Die frist- und formgerecht eingelegten Beschwerden der Antragstellerin gegen den Beschluss des Sozialgerichts Berlin vom 4. Februar 2008 sind zulässig (§§ 172 Absatz 1, 173 SGG), jedoch nicht begründet. Zu Recht hat das Sozialgericht den begehrten Erlass einer einstweiligen Anordnung abgelehnt. Die Antragstellerin hat keinen Anspruch auf Erteilung eines Bildungsgutscheins für eine 2-jährige Ausbildung zur Heilpraktikerin, der es ihr ermöglicht, an der ab April 2008 begonnenen Ausbildungsmaßnahme an der S-H-Schule teilzunehmen.

Nach § 86b Abs. 2 Satz 2 SGG kann das Gericht zur Regelung eines vorläufigen Zustandes in Bezug auf ein streitiges Rechtsverhältnis eine einstweilige Anordnung erlassen, wenn eine solche Regelung zur Abwendung wesentlicher Nachteile nötig erscheint. Ein Anordnungsanspruch – die Rechtsposition, deren Durchsetzung im Hauptsacheverfahren beabsichtigt ist – sowie der Anordnungsgrund – die Eilbedürftigkeit der sofortigen Regelung – sind glaubhaft zu machen (§ 86b Abs. 4 SGG i.V.m. § 920 Abs. 2 ZPO).

Die begehrte einstweilige Anordnung kann nicht erlassen werden, weil weder ein Anordnungsanspruch noch ein Anordnungsgrund vorliegt, wie das Sozialgericht bereits zutreffend ausgeführt hat. Auf die Begründung der erstinstanzlichen Entscheidung wird zur Vermeidung von Wiederholungen in vollem Umfang Bezug genommen (§ 142 Abs. 2 Satz 3 SGG).

Ergänzend ist darauf hinzuweisen, dass es an einem Anordnungsgrund, also an einer besonderen Eilbedürftigkeit der Entscheidung, insbesondere deshalb fehlt, weil ein Einstieg in die Maßnahme bei der S-H-Schule nach deren eigenen Angaben jederzeit mit individueller Stundenplanerstellung und Kombination von Kursen möglich ist, die Antragstellerin also nicht damit argumentieren kann, dass sie auf den Ausbildungsbeginn am 1. April 2008 angewiesen sei, weil sie bis zum nächsten Ausbildungsbeginn am 1. November 2008 zu viel Zeit verliere.

=== GESPEICHERTE DATEN ===
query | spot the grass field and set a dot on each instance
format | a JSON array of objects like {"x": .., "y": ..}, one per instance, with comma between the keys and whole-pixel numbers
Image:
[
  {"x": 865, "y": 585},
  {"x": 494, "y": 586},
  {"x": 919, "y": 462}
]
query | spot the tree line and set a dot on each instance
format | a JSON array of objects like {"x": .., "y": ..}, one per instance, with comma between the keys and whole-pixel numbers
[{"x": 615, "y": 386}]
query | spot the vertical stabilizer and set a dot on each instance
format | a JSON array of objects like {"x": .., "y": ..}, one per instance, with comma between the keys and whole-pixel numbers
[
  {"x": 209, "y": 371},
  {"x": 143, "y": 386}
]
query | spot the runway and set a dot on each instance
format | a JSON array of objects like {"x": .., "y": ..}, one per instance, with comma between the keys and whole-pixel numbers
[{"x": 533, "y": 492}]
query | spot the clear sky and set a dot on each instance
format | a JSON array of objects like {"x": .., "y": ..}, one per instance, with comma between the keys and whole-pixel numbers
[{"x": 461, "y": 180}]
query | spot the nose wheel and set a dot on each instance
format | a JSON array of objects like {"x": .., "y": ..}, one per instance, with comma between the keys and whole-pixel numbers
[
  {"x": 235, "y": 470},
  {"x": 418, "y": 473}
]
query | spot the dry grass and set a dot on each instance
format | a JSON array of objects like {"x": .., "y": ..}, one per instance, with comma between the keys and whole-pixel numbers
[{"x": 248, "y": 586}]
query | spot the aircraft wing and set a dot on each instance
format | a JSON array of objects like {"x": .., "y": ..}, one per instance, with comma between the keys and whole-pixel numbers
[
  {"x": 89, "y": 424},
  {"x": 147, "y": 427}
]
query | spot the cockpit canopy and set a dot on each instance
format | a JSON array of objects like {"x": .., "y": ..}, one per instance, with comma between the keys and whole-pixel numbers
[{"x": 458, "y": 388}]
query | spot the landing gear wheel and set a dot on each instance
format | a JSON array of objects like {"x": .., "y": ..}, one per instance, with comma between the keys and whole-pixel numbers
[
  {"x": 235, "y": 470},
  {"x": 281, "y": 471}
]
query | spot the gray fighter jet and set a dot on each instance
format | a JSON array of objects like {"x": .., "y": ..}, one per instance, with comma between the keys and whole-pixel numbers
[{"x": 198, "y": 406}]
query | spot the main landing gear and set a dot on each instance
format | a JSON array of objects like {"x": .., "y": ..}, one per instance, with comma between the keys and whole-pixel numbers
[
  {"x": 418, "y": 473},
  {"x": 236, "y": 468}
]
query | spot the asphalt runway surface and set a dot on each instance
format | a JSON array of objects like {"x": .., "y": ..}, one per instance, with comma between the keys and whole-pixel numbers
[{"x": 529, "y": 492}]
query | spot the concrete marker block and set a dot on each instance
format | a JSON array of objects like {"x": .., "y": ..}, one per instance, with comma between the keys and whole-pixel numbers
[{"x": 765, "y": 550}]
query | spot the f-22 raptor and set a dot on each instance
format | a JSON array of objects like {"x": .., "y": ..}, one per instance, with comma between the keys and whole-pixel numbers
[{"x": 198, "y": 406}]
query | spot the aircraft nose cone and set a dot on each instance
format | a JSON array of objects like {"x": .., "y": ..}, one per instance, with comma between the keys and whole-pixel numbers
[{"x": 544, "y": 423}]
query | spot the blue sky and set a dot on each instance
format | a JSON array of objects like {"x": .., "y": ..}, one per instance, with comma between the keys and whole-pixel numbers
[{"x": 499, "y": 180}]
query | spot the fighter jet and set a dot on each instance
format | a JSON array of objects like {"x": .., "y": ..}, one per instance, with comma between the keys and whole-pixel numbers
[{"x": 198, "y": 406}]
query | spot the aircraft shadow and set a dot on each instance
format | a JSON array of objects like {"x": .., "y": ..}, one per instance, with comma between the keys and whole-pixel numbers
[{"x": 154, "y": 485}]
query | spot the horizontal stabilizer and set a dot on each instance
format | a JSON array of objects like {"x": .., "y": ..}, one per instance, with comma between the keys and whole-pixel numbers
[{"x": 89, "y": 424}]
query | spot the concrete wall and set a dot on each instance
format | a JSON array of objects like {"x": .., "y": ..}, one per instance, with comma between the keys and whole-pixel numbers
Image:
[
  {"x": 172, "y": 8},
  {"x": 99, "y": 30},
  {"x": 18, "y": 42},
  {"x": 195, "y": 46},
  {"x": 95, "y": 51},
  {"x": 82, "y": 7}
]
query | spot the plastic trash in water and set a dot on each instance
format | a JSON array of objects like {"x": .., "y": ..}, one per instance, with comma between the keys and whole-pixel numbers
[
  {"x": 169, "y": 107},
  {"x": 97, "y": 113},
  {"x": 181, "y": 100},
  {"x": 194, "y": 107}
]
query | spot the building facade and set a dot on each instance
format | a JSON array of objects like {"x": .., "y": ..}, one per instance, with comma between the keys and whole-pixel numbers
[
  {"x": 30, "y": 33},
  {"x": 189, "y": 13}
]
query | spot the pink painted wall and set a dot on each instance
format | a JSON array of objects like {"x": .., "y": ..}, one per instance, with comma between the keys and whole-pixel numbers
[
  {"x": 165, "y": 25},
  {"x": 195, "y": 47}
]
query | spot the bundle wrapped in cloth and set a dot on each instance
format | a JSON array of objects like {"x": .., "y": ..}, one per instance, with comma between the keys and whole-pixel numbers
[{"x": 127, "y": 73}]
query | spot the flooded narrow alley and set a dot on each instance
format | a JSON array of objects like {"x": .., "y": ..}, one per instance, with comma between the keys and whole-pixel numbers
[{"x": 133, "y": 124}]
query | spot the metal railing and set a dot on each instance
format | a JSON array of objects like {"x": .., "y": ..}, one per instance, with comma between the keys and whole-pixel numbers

=== AUFGABE 1 ===
Zitieren Sie aus dem Text zum Bildungsgutschein den Abschnitt von „Nach § 86b Abs.“ bis „Satz 3 SGG).“.
=== AUFGABE 2 ===
Erklären Sie in ein bis drei Sätzen, weshalb es nach dem Text zum Bildungsgutschein insbesondere an einem Anordnungsgrund fehlt.

=== LÖSUNG 1 ===
Nach § 86b Abs. 2 Satz 2 SGG kann das Gericht zur Regelung eines vorläufigen Zustandes in Bezug auf ein streitiges Rechtsverhältnis eine einstweilige Anordnung erlassen, wenn eine solche Regelung zur Abwendung wesentlicher Nachteile nötig erscheint. Ein Anordnungsanspruch – die Rechtsposition, deren Durchsetzung im Hauptsacheverfahren beabsichtigt ist – sowie der Anordnungsgrund – die Eilbedürftigkeit der sofortigen Regelung – sind glaubhaft zu machen (§ 86b Abs. 4 SGG i.V.m. § 920 Abs. 2 ZPO).

Die begehrte einstweilige Anordnung kann nicht erlassen werden, weil weder ein Anordnungsanspruch noch ein Anordnungsgrund vorliegt, wie das Sozialgericht bereits zutreffend ausgeführt hat. Auf die Begründung der erstinstanzlichen Entscheidung wird zur Vermeidung von Wiederholungen in vollem Umfang Bezug genommen (§ 142 Abs. 2 Satz 3 SGG).

=== LÖSUNG 2 ===
Ein Einstieg in die Maßnahme bei der S-H-Schule ist nach deren eigenen Angaben jederzeit mit individueller Stundenplanerstellung und Kombination von Kursen möglich. Deshalb kann die Antragstellerin nicht geltend machen, sie sei auf den Ausbildungsbeginn am 1. April 2008 angewiesen, weil sie bis zum nächsten Beginn am 1. November 2008 zu viel Zeit verliere.